To validate the antimicrobial properties of these algorithm-derived peptides, 55 were synthesized and exposed to eight different pathogens including E. coli and bacteria that cause staph infection and pneumonia.
“We found that 63.6% of these 55 encrypted peptides displayed antimicrobial activity,” says de la Fuente. “Interestingly, these peptides not only fought off infection by some of the most harmful bacteria in the world, they also targeted gut and skin commensal organisms that are beneficial to us. We speculate that this could be indicative of a microbiota modulating role that these peptides may possess as well.”
The team also tested the ability of the peptides to act synergistically and found that cocktails of peptides derived from the same biogeographic area within the body were able to potentiate their individual ability to fight off infection by 100-fold.
“This synergistic effect is likely already happening in our bodies,” says de la Fuente. “Some of the peptides discovered by our algorithm exhibited antimicrobial activity at levels that are physiologically relevant. These molecules are found throughout the body, including the immune system. A surprising finding was that these peptides were not only encoded in the immune system but were also found in the digestive, circulatory, and nervous systems, for example, indicating that fighting off infections caused by invading organisms may be a more holistic approach than previously thought.”
When tested in vivo in relevant preclinical mouse models, these peptides again proved to fend off infection, decreasing the bacterial load by three orders of magnitude, an ability on par with known potent antibiotics and AMPs. Additionally, using these peptides as antibiotics in the mouse models did not lead to any signs of toxicity.
As one of the main concerns of antibiotic discovery, bacterial resistance was the next challenge the researchers addressed.
“Because these encrypted peptides have potential to be applied as natural antibiotics, we need to understand how they influence the mutation of bacteria to understand if they will promote resistance,” says de la Fuente. “What we found was that these encrypted molecules attack bacteria by permeating their outer membranes, an integral organelle for survival. This more damaging membrane permeation would require a great amount of energy and multiple generations of mutations to create resistance in bacteria, indicating that these newly discovered peptides are good candidates for sustainable antibiotics.”
By understanding that certain proteins under certain circumstances can be cleaved to secrete encrypted peptides, we can improve our understanding of the human body’s ability to naturally protect itself against infection while conserving energy at the genomic level, where one gene encodes for one protein, which can perform many useful functions beyond its initial physiological role.

▬▬▬

= TASK 1 =
List the body systems that the passage on encrypted peptides names as places where the peptides were encoded or found.
= TASK 2 =
Copy word for word the stretch of the passage on encrypted peptides from "When tested in" through "the researchers addressed.".

= DATASET EXTRACT =
▬▬▬

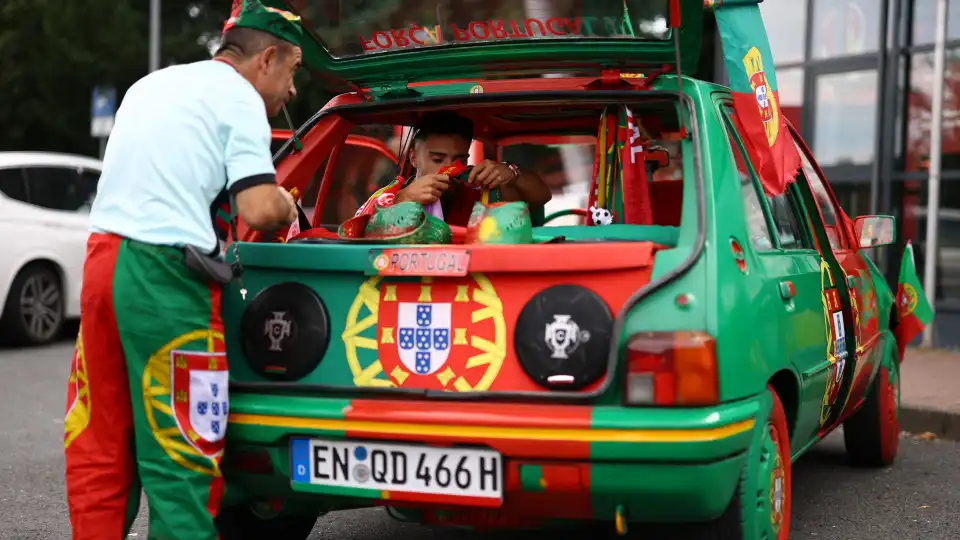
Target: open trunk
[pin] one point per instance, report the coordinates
(391, 43)
(327, 315)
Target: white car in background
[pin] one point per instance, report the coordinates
(45, 202)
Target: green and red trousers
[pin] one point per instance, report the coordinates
(147, 398)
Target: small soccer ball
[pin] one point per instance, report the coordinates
(601, 216)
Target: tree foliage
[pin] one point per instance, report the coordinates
(54, 52)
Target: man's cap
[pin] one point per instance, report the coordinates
(253, 14)
(443, 123)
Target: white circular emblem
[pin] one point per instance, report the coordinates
(564, 336)
(361, 473)
(385, 200)
(761, 94)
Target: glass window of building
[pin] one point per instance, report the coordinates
(786, 24)
(919, 98)
(925, 21)
(845, 122)
(845, 27)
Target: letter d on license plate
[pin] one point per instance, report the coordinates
(423, 473)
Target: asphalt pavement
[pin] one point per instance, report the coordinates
(917, 499)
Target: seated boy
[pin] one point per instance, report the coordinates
(440, 140)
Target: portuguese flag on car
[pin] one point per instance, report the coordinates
(756, 99)
(913, 310)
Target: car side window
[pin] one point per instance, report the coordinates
(56, 188)
(784, 210)
(13, 184)
(87, 190)
(827, 209)
(757, 227)
(785, 217)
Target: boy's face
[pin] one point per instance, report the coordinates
(438, 151)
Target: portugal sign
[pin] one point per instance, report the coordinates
(434, 334)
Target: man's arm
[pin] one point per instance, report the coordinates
(251, 176)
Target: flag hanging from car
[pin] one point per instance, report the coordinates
(913, 310)
(756, 96)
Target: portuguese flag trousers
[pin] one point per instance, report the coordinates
(147, 397)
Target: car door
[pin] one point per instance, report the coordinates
(792, 273)
(856, 276)
(63, 195)
(840, 296)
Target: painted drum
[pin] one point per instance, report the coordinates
(286, 331)
(562, 337)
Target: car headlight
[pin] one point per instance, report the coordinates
(562, 337)
(285, 331)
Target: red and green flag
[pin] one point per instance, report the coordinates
(913, 310)
(756, 98)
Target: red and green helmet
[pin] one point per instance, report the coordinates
(276, 22)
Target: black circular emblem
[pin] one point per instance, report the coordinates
(285, 331)
(563, 336)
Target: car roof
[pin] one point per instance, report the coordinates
(22, 159)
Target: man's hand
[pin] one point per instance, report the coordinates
(424, 190)
(291, 206)
(491, 174)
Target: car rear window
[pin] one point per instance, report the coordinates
(370, 27)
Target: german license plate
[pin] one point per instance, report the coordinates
(447, 472)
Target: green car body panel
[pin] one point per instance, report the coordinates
(767, 309)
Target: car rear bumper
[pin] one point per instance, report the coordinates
(560, 462)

▬▬▬

= ANSWER BOX 1 =
immune system, digestive system, circulatory system, nervous system

= ANSWER BOX 2 =
When tested in vivo in relevant preclinical mouse models, these peptides again proved to fend off infection, decreasing the bacterial load by three orders of magnitude, an ability on par with known potent antibiotics and AMPs. Additionally, using these peptides as antibiotics in the mouse models did not lead to any signs of toxicity.
As one of the main concerns of antibiotic discovery, bacterial resistance was the next challenge the researchers addressed.